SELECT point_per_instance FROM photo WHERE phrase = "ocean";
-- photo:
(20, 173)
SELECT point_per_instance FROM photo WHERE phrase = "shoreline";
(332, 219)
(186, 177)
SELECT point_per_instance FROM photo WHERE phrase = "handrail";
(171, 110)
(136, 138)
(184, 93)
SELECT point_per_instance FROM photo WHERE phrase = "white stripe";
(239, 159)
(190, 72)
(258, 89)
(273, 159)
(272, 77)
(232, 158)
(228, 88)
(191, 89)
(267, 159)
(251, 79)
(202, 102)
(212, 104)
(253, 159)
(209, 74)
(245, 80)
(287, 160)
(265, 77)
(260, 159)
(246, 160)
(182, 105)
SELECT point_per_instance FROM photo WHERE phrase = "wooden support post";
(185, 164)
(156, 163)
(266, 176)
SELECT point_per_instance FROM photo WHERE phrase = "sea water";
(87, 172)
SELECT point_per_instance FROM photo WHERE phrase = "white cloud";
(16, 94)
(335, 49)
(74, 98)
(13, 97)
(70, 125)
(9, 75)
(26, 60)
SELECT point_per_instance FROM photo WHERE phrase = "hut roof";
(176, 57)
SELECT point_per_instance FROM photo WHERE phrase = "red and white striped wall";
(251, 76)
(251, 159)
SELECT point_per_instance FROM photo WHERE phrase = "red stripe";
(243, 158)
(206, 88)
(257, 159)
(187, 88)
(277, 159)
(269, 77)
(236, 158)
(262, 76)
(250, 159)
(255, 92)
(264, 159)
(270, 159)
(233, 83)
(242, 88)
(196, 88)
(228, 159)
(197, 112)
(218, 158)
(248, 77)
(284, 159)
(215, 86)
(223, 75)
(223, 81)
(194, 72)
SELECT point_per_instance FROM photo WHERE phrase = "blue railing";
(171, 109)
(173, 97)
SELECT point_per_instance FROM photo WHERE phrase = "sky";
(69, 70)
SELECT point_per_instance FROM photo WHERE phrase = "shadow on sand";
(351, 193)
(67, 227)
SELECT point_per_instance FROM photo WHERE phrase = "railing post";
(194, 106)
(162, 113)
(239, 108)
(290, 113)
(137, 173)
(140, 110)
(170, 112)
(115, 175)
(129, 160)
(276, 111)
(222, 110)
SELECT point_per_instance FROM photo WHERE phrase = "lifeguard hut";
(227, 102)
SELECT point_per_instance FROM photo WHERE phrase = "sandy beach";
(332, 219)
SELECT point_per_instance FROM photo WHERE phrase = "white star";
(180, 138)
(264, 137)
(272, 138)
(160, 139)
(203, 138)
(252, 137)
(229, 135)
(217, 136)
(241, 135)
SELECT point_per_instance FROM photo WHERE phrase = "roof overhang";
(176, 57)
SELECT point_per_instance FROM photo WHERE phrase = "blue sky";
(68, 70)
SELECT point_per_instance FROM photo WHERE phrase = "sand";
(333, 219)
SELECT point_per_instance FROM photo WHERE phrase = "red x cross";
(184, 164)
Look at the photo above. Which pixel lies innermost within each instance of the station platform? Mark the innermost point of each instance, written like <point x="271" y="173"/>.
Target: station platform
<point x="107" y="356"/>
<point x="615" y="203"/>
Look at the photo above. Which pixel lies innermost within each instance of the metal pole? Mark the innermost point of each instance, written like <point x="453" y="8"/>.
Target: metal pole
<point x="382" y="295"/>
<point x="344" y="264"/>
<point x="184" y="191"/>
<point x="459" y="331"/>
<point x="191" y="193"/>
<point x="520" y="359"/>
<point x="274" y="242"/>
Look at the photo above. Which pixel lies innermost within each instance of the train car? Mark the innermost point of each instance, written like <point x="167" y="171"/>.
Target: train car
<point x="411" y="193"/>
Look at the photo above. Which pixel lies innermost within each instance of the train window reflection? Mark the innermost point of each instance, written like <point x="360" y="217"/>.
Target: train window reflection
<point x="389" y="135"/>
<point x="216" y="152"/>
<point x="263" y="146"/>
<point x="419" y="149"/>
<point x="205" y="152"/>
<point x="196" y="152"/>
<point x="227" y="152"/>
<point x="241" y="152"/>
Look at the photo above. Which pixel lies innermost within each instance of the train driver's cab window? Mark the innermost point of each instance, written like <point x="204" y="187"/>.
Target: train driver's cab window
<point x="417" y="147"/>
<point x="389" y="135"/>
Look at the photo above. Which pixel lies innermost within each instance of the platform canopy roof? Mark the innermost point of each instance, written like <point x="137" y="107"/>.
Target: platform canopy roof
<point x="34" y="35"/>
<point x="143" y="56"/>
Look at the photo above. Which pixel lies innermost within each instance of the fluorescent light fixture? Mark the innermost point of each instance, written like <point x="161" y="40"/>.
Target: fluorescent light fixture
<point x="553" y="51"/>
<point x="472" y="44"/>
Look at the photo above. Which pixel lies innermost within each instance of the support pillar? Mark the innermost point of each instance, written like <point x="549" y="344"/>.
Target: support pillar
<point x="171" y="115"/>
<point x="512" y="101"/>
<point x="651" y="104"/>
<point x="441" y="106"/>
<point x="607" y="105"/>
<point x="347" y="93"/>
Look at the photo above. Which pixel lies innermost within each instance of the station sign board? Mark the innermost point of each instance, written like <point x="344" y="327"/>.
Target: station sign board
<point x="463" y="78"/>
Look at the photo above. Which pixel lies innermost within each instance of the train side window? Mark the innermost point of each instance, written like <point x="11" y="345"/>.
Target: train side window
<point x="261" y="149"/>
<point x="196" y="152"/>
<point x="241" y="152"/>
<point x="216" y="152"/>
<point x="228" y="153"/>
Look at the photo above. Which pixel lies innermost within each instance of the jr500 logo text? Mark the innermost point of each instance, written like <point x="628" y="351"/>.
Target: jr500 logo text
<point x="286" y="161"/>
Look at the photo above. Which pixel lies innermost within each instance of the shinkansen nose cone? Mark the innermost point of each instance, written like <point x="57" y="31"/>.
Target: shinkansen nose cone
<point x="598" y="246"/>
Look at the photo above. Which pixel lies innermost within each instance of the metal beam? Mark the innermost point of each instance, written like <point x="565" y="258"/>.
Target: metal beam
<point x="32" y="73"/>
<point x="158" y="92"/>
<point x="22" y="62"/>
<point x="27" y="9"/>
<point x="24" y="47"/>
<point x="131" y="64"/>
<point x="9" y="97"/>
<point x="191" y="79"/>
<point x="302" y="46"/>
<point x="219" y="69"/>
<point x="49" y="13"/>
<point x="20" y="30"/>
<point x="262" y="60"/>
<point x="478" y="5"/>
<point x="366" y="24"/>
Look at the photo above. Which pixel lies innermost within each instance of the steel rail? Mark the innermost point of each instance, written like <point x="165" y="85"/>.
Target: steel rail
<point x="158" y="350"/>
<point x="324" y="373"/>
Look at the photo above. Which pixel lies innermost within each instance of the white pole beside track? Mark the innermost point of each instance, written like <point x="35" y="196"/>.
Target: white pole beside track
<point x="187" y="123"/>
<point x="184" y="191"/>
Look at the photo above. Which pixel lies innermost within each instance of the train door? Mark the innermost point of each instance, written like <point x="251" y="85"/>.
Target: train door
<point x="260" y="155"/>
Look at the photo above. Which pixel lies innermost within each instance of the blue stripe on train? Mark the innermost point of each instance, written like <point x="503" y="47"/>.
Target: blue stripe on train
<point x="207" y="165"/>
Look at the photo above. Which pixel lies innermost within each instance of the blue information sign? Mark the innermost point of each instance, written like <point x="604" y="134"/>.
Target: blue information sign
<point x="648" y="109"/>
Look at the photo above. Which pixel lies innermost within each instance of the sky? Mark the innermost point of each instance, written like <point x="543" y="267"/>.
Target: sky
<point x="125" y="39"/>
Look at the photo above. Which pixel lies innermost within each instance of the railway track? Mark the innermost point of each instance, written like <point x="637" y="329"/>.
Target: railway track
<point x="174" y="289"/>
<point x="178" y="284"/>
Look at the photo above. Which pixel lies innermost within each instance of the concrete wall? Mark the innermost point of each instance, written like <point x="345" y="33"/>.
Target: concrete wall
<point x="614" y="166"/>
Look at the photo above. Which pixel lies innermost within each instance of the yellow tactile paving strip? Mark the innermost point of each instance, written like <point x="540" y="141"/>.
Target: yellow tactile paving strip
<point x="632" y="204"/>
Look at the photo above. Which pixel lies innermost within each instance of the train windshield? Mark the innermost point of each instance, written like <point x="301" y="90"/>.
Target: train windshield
________________________
Task to carry out
Starting at the line that contains "Target: train door", print every line through the end of the listing, word for word. Leave out all the rest.

Task answer
Target: train door
<point x="260" y="155"/>
Look at the photo above. Which pixel lies innermost within each instance of the blue stripe on train? Mark the innermost point of each instance, written like <point x="503" y="47"/>.
Target: blue stripe on train
<point x="207" y="165"/>
Look at the photo above. Which pixel lies innermost within each instance of the blue information sign? Mark the innermost point of each instance, written like <point x="604" y="134"/>.
Target: blue information sign
<point x="648" y="109"/>
Look at the photo above. Which pixel lies innermost within each instance of the sky? Mark the innermost point of each instance, written like <point x="543" y="267"/>.
Target: sky
<point x="125" y="39"/>
Look at the photo above. Which pixel lies innermost within each instance of the railway track? Mark the innermost point of each instance, written like <point x="637" y="329"/>.
Target: railway track
<point x="174" y="289"/>
<point x="178" y="284"/>
Look at the photo above. Which pixel lies innermost within each instance of the concrete wall? Mark the innermost point of each instance, written like <point x="345" y="33"/>.
Target: concrete wall
<point x="614" y="166"/>
Look at the photo above. Which pixel lies innermost within each instance of the yellow tactile paving strip? Mark the innermost point of each instance, written like <point x="540" y="141"/>.
Target: yellow tactile paving strip
<point x="632" y="204"/>
Look at the photo above. Which pixel lies innermost within each instance of the train windshield? Mark the innermost point of each instance, written like <point x="301" y="90"/>.
Target: train windshield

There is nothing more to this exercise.